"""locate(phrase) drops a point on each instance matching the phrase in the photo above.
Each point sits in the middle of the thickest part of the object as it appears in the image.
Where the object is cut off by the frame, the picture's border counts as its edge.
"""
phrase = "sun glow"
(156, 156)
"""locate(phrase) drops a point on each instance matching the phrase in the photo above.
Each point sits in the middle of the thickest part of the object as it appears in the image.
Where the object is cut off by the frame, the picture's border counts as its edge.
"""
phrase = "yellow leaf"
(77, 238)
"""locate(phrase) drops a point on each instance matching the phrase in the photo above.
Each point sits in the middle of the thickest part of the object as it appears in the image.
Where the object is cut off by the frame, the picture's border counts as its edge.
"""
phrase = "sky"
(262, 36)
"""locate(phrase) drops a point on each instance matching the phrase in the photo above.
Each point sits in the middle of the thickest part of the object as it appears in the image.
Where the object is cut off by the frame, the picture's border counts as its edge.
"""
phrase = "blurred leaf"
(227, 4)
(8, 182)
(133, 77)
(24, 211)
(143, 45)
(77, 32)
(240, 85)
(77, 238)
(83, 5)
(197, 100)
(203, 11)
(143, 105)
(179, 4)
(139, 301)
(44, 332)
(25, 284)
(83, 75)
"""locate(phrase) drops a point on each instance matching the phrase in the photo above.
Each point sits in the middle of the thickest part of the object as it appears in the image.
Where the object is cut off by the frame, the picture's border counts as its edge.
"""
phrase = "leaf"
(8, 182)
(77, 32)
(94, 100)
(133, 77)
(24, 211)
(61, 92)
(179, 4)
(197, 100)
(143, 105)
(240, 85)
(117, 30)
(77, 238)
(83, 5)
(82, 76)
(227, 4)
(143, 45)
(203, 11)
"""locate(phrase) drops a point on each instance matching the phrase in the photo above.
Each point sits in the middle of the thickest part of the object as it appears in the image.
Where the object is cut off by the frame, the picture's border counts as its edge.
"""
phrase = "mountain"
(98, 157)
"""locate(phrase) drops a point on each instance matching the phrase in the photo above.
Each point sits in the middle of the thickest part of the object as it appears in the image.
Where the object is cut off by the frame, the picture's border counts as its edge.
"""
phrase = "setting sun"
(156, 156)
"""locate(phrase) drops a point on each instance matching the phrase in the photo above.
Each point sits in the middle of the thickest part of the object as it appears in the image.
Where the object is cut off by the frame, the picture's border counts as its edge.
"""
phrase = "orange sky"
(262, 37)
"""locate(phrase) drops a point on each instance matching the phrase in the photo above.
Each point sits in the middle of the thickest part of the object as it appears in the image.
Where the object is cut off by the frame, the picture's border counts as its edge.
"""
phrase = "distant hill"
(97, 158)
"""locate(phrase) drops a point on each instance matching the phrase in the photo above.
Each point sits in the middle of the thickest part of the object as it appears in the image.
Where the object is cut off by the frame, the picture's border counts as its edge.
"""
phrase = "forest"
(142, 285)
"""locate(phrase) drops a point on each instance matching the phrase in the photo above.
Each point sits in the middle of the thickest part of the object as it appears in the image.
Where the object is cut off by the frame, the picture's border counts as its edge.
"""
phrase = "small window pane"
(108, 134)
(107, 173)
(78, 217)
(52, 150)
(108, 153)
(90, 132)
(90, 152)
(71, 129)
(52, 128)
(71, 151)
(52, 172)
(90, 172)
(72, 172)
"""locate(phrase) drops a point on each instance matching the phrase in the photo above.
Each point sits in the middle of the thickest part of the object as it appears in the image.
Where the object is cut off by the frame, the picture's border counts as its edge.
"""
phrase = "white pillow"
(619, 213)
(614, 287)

==*==

### What to work on:
The full set of records must be transcribed character for character.

### Answer for the task:
"""locate(phrase) drops a point on each instance matching the phrase in the photo above.
Each point sits in the middle of the thickest part of the object as it appears in the image.
Where the object is cut off by the frame, the picture's border counts as its edge.
"""
phrase = "sun glow"
(156, 156)
"""locate(phrase) drops a point on each instance matching the phrase in the photo above.
Each point sits in the middle of the thickest part of the object as it appears in the image.
Where the object is cut off by the frame, the picture's border counts as its edge.
"""
phrase = "yellow leaf"
(77, 238)
"""locate(phrase) drops a point on each instance matching the phrase in the photo above.
Each point sits in the middle of the thickest part of the object as it appears in the image.
Where the object is cut off by the frame, the picture's border counts as its edge.
"""
phrase = "sky"
(262, 36)
"""locate(phrase) drops a point on each instance matching the phrase in the photo above.
Each point sits in the middle of the thickest part of the object as it appears in the image.
Where the object is cut off by the frame, the picture's border counts as its edge.
"""
phrase = "blurred leaf"
(227, 4)
(8, 182)
(133, 77)
(24, 211)
(143, 45)
(77, 32)
(240, 85)
(77, 238)
(83, 5)
(197, 100)
(203, 11)
(143, 105)
(179, 4)
(139, 301)
(44, 332)
(25, 284)
(83, 75)
"""locate(phrase) drops a point on each instance matching the phrase in the photo above.
Each point sits in the middle of the thickest part of the object as it appears in the image.
Where the object is cut off by the frame, the picture's border counts as its edge.
"""
phrase = "leaf"
(8, 182)
(77, 32)
(94, 100)
(133, 77)
(24, 211)
(61, 92)
(179, 4)
(197, 100)
(143, 105)
(240, 85)
(117, 30)
(77, 238)
(83, 5)
(82, 76)
(227, 4)
(143, 45)
(203, 11)
"""locate(phrase) drops a point on each instance matching the phrase in the photo above.
Each point sits in the middle of the thickest part of the object as it appears in the image.
Where the object is cut off by the frame, the picture's border counts as its edge.
"""
phrase = "mountain"
(98, 157)
"""locate(phrase) drops a point on each instance matching the phrase in the photo above.
Each point sits in the middle of the thickest part of the object as it appears in the image.
Where the object is cut off by the frame, the picture's border counts as its edge.
"""
phrase = "setting sun"
(156, 156)
"""locate(phrase) drops a point on each instance matching the phrase in the photo above.
Each point sits in the middle of the thickest part of the object as it appears in the image.
Where the object is cut off by the frame, the picture's border counts as its edge.
"""
phrase = "orange sky"
(262, 37)
"""locate(phrase) drops a point on each instance matching the phrase in the photo above.
Each point sits in the middle of the thickest part of the object as it appears in the image.
Where the object is cut off by the frame, the picture's border counts as its edge.
"""
phrase = "distant hill"
(97, 158)
"""locate(phrase) drops a point on each instance matching the phrase in the photo above.
Each point sits in the middle of the thickest part of the object as it appears in the image.
Where the object is cut off by the frame, the picture's border counts as its edge.
"""
phrase = "forest"
(142, 285)
"""locate(phrase) drops a point on each instance matching the phrase in the photo above.
Each point sits in the middle of the thickest part of the object as it appears in the image.
Where the object is cut off by the frame, the picture's border counts as its edge.
"""
phrase = "small window pane"
(108, 134)
(107, 173)
(78, 217)
(52, 150)
(108, 153)
(90, 132)
(90, 152)
(71, 129)
(52, 128)
(71, 151)
(52, 172)
(90, 172)
(72, 172)
"""locate(phrase) drops a point on each instance matching the phrase in the photo above.
Each point sits in the middle of the thickest part of the object as it appears in the image.
Where the object is cut off by the frame, the picture's border counts as its edge.
"""
phrase = "white pillow"
(619, 213)
(614, 287)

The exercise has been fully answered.